→ Görev tanımı: Aşağıda yer alan ve Michalski'nin böbrek hastalığıyla diyaliz sürecini anlatan metni, son cümlesinden sonra sürdürün.

→ Seçilen metin:
Şimdi bile, organ naklinden sonra, hala sağlık verilerini yakından izleyip analiz etmeye devam etmekte. Her doktorunu görmeye gidişinde, yanında ilaç tedavisine ve periyodik kan testi analizlerine dair bir çizelge de götürerek oldukça iyi hazır olduğunu göstermekte. Hatta yakın zamanda bir dergiye gözden geçirmesi ve yayımlanması hakkında cevabını sabırsızlıkla beklediği, kendi deneyimini konu alan bilimsel bir makale bile yolladı.

Kabul ve ilerleme

Evde bakıma muhtaç bir yaşındaki çocuğuyla Michalski 29 yaşında hastalığını ilk öğrendiğinde dünyası başına yıkılmış gibi hissetmişti. İçgüdüsü hastalığının ilerlediğini unutmaya çalışmak yönündeydi ve dolayısıyla kendini tamamen işine vermişti. Normal yaşantısına, işlerine ve seyahatlerine devam etmek aynı zamanda durumunun gerçekliğini göz ardı etmesine ve küçümsemesine yol açmıştı. Ama daha en başından beri bildiği bir şey vardı, o da eninde sonunda diyalize başlayacağıydı. Sonunda PD tedavisine başladığında hala kullandığı sondayı ve günde dört defa gerçekleşen sıvı değiştirme işini kabul etmekte zorlanıyordu. Zaman geçtikçe bu işlemler rutin halini aldı ve Michalski diyalizle yaşamanın katlanılabilir ve yalnızca hayatın başka bir parçası olduğunu fark etti. Kendisi de böbrek hastalığına yakalanmış olmanın ve diyalize mecbur kalmanın onu daha sabırlı ve mütevazı kıldığını açıkça ifade eder ki her ikisi de hayranlık duyulacak özelliklerdir.

→ Sağlanan veriler:

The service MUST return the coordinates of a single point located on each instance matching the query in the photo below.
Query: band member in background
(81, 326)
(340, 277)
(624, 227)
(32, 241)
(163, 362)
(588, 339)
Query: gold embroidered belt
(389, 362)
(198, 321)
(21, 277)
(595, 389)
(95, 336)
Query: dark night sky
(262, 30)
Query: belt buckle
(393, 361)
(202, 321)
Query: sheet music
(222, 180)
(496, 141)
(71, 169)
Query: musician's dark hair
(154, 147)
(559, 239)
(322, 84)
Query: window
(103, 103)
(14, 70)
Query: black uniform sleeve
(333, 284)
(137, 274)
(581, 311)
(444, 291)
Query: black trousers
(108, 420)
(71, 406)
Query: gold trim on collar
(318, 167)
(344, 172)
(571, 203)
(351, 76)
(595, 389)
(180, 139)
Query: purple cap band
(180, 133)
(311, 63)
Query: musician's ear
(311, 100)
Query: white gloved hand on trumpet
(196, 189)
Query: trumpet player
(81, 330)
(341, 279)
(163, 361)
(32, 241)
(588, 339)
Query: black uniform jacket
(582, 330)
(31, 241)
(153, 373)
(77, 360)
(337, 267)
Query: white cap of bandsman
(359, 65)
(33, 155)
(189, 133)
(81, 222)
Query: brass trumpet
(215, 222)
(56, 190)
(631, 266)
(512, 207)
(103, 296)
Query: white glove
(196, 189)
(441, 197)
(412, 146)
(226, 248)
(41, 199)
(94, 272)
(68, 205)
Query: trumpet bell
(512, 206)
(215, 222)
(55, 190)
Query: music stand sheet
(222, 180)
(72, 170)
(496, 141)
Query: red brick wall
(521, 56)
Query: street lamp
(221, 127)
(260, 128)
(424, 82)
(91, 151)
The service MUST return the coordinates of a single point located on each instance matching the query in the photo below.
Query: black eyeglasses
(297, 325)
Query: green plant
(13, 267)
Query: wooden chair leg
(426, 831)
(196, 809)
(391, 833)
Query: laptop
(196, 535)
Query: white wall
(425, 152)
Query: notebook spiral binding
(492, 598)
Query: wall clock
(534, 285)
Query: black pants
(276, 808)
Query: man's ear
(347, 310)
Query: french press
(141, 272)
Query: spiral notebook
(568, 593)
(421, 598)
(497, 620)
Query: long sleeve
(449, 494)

→ Yanıtınız:
Diyaliz ve işin başarılı birleşimi

Michalski her zaman tutkulu ve kendini bilime, araştırmaya adamış bir kariyer adamıydı. Bir süre Japonya'da kalmasının yanı sıra, bulunduğu makamlar arasında Katowice'deki Yönetim Okulu'nda Sosyal Bilimler ve Teknoloji Fakültesi'nde dekanlık yapmak da yer almaktaydı. Diyaliz tedavisi devam ederken Yardımcı Araştırma Direktörlüğü de dahil olmak üzere, Leh Bilim Akademisi - Çevre Mühendisliği Enstitüsü'nde çeşitli pozisyonlarda görev aldı. PD tedavisi süresince Michalski'nin amacı aktif kalmaktı. Güç ve yaratıcılık eksikliğinin bilimsel kariyerini etkileyeceğinden endişe duyduğu zamanlar da oldu ama kararlı tutumunun karşılığını aldı. Konferanslar düzenlemek tüm Polonya ve Avrupa'nın geri kalanına seyahatler etmek de dahil olmak üzere, işlerine devam etti. Bugün bile hikayesini anlatırken Zabrze'de bulunan Fresenius Tıbbi Bakım merkezindeki sağlık çalışanlarının normal bir hayat sürdürebiliyor olmasında çok önemli rolleri olduğunu vurgular durur. Michalski'nin sonsuza kadar minnettar kalacağı o çalışanlar duygusal anlamda destekleyip onunla empati kurmak için oradalardı.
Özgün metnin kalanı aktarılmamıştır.